PROBLEM DETAILS:
Give the data again, word for word.

═════ DATA SECTION

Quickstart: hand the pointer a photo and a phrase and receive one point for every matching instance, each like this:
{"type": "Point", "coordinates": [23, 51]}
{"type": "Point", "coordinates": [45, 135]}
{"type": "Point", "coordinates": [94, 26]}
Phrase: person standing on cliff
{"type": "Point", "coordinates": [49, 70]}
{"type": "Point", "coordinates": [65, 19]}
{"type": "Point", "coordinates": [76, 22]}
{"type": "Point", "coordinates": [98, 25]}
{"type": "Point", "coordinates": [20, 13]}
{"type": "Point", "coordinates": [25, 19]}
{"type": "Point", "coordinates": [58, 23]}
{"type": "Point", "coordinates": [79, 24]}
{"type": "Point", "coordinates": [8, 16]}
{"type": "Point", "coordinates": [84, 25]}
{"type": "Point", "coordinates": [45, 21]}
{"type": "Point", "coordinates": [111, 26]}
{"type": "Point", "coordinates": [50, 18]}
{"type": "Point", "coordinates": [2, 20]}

══════════

RESULT:
Quickstart: hand the pointer a photo and a phrase and receive one point for every matching instance, each like this:
{"type": "Point", "coordinates": [23, 51]}
{"type": "Point", "coordinates": [45, 135]}
{"type": "Point", "coordinates": [94, 26]}
Phrase: person standing on cliff
{"type": "Point", "coordinates": [49, 70]}
{"type": "Point", "coordinates": [65, 19]}
{"type": "Point", "coordinates": [76, 22]}
{"type": "Point", "coordinates": [98, 25]}
{"type": "Point", "coordinates": [20, 13]}
{"type": "Point", "coordinates": [25, 19]}
{"type": "Point", "coordinates": [58, 23]}
{"type": "Point", "coordinates": [79, 24]}
{"type": "Point", "coordinates": [8, 16]}
{"type": "Point", "coordinates": [84, 25]}
{"type": "Point", "coordinates": [45, 21]}
{"type": "Point", "coordinates": [111, 26]}
{"type": "Point", "coordinates": [50, 18]}
{"type": "Point", "coordinates": [2, 20]}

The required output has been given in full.